Dataset items

***

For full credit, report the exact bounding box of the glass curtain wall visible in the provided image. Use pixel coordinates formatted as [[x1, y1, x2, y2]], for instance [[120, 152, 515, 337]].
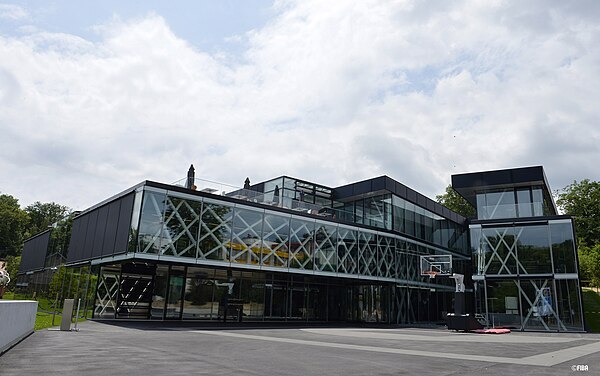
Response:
[[129, 190, 460, 296], [391, 195, 467, 253], [477, 187, 556, 219], [471, 219, 583, 331]]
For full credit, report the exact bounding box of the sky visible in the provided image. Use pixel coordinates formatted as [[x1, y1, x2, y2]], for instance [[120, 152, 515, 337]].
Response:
[[0, 0, 600, 210]]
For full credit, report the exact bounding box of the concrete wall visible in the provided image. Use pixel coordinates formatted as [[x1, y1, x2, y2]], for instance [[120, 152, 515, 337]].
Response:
[[0, 300, 37, 354]]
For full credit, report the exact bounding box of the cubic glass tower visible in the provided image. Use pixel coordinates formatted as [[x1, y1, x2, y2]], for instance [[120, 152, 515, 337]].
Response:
[[18, 166, 583, 330], [452, 167, 584, 331]]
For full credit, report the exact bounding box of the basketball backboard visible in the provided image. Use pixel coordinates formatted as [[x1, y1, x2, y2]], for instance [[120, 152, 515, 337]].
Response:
[[421, 255, 452, 278]]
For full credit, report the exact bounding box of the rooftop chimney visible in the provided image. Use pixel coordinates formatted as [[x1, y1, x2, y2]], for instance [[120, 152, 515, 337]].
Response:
[[185, 165, 196, 189]]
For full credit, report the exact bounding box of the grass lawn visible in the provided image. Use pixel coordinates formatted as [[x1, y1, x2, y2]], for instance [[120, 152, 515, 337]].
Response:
[[583, 288, 600, 333], [2, 292, 85, 330]]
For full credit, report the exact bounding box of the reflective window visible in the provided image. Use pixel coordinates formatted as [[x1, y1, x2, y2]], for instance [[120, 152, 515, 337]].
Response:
[[550, 220, 577, 273], [377, 235, 396, 278], [517, 188, 533, 217], [138, 191, 168, 254], [289, 219, 315, 270], [404, 201, 415, 236], [519, 279, 561, 331], [531, 188, 544, 217], [161, 196, 202, 257], [198, 200, 233, 261], [354, 200, 364, 223], [261, 213, 290, 267], [555, 279, 584, 331], [392, 195, 405, 233], [182, 267, 214, 320], [479, 227, 517, 275], [515, 226, 552, 274], [483, 281, 521, 328], [338, 226, 358, 274], [129, 191, 144, 252], [358, 231, 377, 276], [314, 223, 337, 272], [150, 265, 169, 320], [229, 208, 263, 265]]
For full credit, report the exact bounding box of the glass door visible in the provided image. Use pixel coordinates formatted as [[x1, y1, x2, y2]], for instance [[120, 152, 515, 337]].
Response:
[[165, 266, 185, 320]]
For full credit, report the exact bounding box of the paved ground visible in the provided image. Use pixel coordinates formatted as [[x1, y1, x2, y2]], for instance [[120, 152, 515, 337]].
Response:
[[0, 322, 600, 376]]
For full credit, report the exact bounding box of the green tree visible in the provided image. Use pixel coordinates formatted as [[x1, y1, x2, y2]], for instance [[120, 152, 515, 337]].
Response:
[[25, 201, 71, 237], [556, 179, 600, 247], [578, 244, 600, 287], [435, 185, 475, 218], [6, 256, 21, 291], [0, 195, 29, 259]]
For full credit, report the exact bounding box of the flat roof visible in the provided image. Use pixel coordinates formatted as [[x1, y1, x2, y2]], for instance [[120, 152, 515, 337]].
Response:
[[452, 166, 556, 211]]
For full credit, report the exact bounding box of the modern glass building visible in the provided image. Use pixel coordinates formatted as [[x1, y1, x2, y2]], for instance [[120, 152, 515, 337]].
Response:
[[452, 167, 584, 331], [18, 166, 583, 330]]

***

AIM OF THE TASK.
Present the data above as a numbered list, one line per item with no blank lines, and omit the picture.

TASK ANSWER.
1. For full credit, report the exact bounding box of the glass curtain wall visible in the provided image. Use pixel coordinates formatted as [[x1, y1, x2, y2]], for instance [[120, 152, 515, 337]].
2. Response:
3. [[129, 190, 460, 296], [391, 195, 467, 253], [477, 187, 556, 219], [471, 219, 583, 331]]
4. For full credit, report the exact bounding box of the sky visible in the provided image. Use pixel coordinates formatted as [[x1, y1, x2, y2]], for instance [[120, 152, 515, 337]].
5. Response:
6. [[0, 0, 600, 210]]
7. For full credit, report the exact bounding box of the concrete wall visible in the provided image. Use pixel coordinates formatted as [[x1, y1, x2, y2]], for instance [[120, 152, 515, 337]].
8. Response:
9. [[0, 300, 37, 354]]
10. For full credit, report the exact bounding box of the cubic glass tower visible in the provided image. Use pixel coordinates formatted as [[x1, y1, x2, y2]], for instance [[120, 152, 515, 337]].
11. Response:
12. [[18, 166, 583, 330], [452, 167, 584, 331]]
13. For full credit, report the exact bounding box of the basketball backboard visible in the provided image. Use pixel coordinates formatted as [[x1, y1, x2, y2]], for instance [[120, 152, 515, 337]].
14. Response:
15. [[421, 255, 452, 278]]
16. For full credit, report the exact bounding box of the rooftop chimney visible in the provided image. Use pixel coordinates formatted as [[x1, y1, x2, y2]], for instance [[120, 152, 515, 337]].
17. Response:
18. [[185, 165, 196, 189]]
19. For full credit, report the exact bounding box of the grass lawn visible in the provided image. Use pixel coordinates formatted as [[x1, y1, x2, y2]], for instance [[120, 152, 515, 337]].
20. Response:
21. [[583, 288, 600, 333], [2, 292, 85, 330]]
22. For full credit, report the exact bounding box of the reflective window visible in the provided image. Use pixel coordinates formatted as [[x1, y1, x2, y2]], for instance [[120, 152, 515, 337]].
23. Response:
24. [[550, 220, 577, 273], [377, 235, 396, 278], [517, 188, 533, 217], [138, 191, 168, 254], [289, 219, 315, 270], [404, 201, 415, 236], [519, 279, 561, 331], [531, 188, 544, 217], [161, 196, 202, 257], [198, 200, 233, 261], [354, 200, 364, 223], [261, 213, 290, 267], [555, 279, 584, 331], [392, 195, 405, 233], [182, 267, 214, 320], [479, 227, 517, 275], [515, 226, 552, 274], [483, 281, 521, 328], [338, 226, 358, 274], [129, 191, 144, 252], [358, 231, 377, 276], [314, 223, 337, 272], [150, 265, 169, 320], [229, 208, 263, 265]]
25. For full credit, report the exact bounding box of the glass door visible in the provided image. Use pixel coordinates formatted as [[x1, y1, x2, y2]], for instance [[120, 152, 515, 337]].
26. Response:
27. [[165, 266, 185, 320]]
28. For full credit, report the exact bounding box of the paved ground visible in the provided image. Use pixel coordinates formatted as [[x1, y1, x2, y2]], for instance [[120, 152, 515, 337]].
29. Response:
30. [[0, 322, 600, 376]]
31. For full credit, report the exact bounding box of the green tree visible in the provided image. Use pixel coordinates formatted as [[x1, y1, x2, y2]], for instance [[120, 152, 515, 337]].
32. Response:
33. [[25, 201, 71, 237], [556, 179, 600, 247], [578, 244, 600, 287], [435, 185, 475, 218], [6, 256, 21, 291], [0, 195, 29, 259]]
34. For full credit, report the exact bounding box of the flat roof visible in the provided image. Use pixel coordinates formatted as [[x1, y1, x2, y2]], for instance [[120, 152, 515, 337]].
35. Response:
36. [[452, 166, 556, 211]]
37. For full credit, report the exact bounding box of the modern glass building visible in the provided image. Use pixel coordinates formatted as [[x1, y1, x2, y2]], for instance [[120, 152, 515, 337]].
38. Response:
39. [[452, 167, 584, 331], [18, 166, 583, 330]]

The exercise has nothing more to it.